▶ What you will do
Rescale the lines of the listing below from the one containing "For the benchmark, annotate every instance of the white flag in" through the end of the listing, inclusive. Reproduce only those lines, requests included, and multiply every x,y coordinate in the answers by 2.5, rounding to whole numbers with halves rounded up.

▶ Record set
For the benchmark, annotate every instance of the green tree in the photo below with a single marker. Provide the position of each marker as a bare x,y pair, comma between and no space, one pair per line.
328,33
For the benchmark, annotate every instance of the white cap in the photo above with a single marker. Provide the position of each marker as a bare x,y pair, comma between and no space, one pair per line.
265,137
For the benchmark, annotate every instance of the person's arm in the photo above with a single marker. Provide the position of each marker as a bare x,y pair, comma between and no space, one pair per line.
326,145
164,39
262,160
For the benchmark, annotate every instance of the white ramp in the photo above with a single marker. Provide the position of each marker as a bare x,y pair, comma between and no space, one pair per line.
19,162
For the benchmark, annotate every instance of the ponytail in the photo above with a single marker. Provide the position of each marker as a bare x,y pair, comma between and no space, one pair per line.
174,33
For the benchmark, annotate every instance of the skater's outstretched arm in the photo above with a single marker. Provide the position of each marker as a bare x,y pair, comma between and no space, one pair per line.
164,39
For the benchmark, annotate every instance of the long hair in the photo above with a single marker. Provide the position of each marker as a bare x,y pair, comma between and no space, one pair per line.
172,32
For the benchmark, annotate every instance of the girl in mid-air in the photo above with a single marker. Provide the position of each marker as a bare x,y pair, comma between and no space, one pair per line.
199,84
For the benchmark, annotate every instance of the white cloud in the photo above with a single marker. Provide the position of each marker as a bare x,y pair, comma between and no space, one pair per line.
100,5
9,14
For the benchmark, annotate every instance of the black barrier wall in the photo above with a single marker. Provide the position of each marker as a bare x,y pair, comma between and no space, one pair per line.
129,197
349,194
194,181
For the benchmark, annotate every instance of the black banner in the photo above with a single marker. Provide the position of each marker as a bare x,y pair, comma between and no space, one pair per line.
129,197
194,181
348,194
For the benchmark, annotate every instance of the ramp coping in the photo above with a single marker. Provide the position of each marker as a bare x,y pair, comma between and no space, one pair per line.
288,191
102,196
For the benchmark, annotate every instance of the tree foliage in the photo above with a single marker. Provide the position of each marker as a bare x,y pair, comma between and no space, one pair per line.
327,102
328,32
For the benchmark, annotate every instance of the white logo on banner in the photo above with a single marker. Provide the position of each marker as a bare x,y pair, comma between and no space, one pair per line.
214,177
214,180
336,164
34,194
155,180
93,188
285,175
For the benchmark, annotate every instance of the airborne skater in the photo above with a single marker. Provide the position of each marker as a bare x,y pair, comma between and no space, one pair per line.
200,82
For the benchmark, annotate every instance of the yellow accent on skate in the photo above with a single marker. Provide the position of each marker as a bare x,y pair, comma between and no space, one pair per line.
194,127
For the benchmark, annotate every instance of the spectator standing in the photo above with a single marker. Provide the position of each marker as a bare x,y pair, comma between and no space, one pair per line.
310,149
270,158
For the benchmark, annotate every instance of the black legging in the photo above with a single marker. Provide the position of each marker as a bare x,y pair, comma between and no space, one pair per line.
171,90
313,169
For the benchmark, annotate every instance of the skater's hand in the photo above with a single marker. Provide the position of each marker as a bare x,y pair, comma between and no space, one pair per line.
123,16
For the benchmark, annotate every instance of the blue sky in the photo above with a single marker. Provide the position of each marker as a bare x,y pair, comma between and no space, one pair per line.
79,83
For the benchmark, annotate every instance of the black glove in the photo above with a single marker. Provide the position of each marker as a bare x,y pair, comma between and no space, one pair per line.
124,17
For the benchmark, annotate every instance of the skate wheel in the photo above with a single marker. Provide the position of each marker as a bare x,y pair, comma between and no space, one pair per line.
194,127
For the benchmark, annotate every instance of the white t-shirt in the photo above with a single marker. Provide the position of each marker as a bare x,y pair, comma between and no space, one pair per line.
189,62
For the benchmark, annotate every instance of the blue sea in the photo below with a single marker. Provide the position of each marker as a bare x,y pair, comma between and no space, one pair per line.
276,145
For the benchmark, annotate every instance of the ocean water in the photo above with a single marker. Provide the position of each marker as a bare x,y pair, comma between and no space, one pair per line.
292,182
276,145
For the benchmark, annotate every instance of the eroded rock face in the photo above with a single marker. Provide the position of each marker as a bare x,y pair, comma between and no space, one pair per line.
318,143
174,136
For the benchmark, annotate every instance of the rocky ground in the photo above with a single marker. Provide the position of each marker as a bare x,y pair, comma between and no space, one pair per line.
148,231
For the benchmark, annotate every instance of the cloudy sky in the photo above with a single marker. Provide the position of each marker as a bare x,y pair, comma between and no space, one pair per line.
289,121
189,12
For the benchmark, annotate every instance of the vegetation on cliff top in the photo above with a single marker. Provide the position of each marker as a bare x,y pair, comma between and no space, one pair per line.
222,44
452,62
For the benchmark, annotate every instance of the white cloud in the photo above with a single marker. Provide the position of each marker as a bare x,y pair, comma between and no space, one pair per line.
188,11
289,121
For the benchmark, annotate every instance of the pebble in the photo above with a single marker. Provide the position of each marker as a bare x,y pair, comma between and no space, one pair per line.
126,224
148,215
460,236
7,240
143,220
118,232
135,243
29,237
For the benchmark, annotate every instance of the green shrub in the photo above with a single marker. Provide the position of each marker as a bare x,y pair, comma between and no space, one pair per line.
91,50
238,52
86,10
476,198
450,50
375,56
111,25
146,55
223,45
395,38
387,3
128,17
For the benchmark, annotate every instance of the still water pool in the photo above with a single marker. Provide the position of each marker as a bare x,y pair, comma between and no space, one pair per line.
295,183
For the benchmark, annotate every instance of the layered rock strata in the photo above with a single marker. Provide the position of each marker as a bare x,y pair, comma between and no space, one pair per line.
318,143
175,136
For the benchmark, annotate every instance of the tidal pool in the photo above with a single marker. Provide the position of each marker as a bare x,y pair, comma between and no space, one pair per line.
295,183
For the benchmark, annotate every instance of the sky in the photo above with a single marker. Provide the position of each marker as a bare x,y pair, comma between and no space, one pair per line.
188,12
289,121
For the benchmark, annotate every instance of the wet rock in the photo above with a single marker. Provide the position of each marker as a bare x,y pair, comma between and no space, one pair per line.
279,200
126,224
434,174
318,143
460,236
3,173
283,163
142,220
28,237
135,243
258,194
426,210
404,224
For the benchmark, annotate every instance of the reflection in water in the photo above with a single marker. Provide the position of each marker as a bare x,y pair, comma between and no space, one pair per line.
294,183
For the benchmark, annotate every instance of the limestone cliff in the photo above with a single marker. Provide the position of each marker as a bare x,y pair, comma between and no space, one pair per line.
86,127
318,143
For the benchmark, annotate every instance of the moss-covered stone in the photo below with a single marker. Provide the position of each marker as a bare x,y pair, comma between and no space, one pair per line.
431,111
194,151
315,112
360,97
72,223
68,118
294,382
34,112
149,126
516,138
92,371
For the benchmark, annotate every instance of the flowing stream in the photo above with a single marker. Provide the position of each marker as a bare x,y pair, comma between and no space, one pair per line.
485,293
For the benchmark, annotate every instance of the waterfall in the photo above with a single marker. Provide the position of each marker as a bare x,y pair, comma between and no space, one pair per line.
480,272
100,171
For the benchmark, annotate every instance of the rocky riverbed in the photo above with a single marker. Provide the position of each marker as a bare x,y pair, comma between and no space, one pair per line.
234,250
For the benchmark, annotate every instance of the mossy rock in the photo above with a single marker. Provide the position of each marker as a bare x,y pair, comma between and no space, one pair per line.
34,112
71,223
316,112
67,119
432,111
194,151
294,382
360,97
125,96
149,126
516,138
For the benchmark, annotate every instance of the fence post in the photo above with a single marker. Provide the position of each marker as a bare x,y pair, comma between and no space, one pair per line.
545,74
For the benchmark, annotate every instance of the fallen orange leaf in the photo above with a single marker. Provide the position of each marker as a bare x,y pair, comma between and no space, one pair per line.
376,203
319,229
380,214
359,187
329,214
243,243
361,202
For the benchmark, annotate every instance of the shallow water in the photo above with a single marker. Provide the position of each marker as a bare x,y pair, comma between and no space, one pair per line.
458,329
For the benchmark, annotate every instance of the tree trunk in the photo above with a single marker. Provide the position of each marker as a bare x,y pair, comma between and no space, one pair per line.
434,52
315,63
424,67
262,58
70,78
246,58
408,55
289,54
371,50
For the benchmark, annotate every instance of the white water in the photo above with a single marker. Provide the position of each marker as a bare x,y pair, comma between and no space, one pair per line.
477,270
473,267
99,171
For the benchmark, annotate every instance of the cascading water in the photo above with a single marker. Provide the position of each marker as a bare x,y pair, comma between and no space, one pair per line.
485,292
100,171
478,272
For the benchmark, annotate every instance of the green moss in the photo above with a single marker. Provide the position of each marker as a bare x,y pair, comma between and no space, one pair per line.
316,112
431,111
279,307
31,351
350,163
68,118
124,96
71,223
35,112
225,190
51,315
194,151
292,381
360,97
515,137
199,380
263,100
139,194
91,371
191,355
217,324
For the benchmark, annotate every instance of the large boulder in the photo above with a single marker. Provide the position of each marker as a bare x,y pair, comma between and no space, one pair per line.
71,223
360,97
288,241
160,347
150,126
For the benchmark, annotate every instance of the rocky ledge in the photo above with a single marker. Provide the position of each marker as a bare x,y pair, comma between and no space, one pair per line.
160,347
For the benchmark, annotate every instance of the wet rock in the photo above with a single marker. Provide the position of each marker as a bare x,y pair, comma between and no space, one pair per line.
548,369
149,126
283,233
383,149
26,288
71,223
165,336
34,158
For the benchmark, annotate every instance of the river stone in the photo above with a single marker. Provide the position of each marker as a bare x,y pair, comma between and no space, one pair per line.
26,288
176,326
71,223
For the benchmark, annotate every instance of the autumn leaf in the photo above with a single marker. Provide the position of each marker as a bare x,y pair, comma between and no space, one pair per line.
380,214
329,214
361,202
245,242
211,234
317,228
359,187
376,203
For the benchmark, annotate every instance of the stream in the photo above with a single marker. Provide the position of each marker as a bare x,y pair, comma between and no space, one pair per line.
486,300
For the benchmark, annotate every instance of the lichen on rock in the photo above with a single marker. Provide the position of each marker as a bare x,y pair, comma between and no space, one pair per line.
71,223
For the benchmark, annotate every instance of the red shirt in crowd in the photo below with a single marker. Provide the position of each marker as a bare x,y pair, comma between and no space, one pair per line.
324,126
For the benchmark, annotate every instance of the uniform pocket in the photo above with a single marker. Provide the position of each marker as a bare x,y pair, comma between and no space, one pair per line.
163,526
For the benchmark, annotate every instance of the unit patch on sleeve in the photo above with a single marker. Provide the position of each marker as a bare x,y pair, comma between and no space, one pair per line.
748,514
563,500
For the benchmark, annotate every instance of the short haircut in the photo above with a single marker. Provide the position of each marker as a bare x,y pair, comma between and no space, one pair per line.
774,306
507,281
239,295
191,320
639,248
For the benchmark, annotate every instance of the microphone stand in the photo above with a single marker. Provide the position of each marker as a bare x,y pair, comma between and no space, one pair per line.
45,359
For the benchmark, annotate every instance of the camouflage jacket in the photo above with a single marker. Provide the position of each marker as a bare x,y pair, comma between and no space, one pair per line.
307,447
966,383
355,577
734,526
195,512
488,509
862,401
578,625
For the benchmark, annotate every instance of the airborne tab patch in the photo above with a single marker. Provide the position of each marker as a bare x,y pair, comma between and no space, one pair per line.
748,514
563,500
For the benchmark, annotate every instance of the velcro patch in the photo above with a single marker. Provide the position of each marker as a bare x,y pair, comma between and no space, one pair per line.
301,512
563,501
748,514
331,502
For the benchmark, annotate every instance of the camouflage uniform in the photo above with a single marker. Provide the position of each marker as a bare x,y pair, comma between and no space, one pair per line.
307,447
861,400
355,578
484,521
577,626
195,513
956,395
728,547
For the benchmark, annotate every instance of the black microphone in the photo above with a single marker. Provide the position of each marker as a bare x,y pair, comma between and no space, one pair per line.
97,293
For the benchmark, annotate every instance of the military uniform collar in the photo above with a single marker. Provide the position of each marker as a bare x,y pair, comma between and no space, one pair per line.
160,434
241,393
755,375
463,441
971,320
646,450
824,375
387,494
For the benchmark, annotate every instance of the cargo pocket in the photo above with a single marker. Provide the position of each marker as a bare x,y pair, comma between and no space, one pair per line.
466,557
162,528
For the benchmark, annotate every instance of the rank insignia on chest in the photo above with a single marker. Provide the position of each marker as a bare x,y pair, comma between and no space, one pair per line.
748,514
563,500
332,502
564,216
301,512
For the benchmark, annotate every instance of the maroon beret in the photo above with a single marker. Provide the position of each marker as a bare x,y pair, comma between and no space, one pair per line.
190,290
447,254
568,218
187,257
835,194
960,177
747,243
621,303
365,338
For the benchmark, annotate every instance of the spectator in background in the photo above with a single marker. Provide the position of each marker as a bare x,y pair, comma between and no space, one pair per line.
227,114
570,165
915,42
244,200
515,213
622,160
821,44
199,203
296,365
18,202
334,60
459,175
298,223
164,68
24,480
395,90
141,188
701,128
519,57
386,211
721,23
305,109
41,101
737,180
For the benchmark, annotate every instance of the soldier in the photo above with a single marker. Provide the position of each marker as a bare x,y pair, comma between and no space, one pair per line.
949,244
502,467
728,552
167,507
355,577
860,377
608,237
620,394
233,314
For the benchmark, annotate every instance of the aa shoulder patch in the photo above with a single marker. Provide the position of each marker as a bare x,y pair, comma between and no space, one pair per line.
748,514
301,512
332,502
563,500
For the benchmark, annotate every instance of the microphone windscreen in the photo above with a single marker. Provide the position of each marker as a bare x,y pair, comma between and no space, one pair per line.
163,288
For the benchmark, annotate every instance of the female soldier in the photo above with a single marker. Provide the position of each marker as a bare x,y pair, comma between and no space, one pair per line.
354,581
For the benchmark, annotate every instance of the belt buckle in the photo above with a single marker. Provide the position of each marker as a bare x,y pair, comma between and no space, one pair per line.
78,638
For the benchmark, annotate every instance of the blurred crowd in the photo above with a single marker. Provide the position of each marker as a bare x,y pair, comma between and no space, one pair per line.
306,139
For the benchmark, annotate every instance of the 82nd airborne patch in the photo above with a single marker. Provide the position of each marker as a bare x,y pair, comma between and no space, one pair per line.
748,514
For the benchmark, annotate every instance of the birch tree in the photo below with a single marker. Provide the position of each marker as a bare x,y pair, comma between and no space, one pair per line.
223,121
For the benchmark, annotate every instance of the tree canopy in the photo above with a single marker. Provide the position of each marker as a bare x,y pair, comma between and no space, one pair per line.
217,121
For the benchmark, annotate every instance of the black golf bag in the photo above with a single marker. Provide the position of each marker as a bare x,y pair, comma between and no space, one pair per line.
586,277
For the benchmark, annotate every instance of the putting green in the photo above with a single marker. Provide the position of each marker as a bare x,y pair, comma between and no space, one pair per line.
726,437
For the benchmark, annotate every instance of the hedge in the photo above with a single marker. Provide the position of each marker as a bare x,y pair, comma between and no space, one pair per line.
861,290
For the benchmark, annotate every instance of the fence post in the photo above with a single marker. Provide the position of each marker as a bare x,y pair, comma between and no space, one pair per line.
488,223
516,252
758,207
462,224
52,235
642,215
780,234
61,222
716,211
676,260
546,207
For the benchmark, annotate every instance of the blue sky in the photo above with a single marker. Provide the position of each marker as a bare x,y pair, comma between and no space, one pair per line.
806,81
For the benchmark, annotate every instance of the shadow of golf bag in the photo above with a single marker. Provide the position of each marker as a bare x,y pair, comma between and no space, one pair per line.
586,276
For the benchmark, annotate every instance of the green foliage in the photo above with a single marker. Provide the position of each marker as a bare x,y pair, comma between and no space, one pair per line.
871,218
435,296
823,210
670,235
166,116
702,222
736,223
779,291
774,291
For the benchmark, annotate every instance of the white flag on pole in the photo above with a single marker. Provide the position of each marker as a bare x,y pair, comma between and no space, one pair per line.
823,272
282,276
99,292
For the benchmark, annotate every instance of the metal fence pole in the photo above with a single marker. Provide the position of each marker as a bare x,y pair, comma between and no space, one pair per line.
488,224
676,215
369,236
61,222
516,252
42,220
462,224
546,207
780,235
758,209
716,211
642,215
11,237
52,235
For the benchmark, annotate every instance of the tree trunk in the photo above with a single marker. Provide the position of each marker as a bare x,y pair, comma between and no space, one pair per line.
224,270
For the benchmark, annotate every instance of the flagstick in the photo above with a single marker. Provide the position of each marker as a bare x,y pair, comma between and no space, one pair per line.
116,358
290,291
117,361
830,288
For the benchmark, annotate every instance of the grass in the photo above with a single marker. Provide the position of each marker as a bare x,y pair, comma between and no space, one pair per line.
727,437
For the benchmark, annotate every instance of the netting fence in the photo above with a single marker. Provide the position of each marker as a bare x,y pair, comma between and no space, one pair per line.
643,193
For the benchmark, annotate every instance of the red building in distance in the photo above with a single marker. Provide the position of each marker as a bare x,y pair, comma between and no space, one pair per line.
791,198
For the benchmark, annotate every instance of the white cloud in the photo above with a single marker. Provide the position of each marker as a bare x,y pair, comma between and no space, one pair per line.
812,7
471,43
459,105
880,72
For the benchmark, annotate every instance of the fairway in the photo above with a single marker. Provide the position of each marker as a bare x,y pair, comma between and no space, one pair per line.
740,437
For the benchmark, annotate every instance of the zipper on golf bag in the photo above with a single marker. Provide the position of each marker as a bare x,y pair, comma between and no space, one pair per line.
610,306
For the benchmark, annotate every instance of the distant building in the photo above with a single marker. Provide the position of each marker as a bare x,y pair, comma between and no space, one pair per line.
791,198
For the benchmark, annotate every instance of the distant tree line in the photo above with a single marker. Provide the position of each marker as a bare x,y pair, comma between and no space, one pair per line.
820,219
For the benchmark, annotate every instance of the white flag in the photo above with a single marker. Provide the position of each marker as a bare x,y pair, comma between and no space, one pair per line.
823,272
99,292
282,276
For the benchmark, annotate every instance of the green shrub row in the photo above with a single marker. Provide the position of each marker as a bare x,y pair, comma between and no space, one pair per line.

▶ Exercise answer
For the benchmark, annotate every instance of the white flag in the photo above with a single marker. Provide the position of each marker as a bare x,y pair, comma between and no space, one pair per line.
2058,680
248,730
705,690
For the benchmark, annotate every instance of the green shrub row in the photo above with a single marker. Provide the position of each marker as a bare x,y pair, comma between and no space, one pair per line.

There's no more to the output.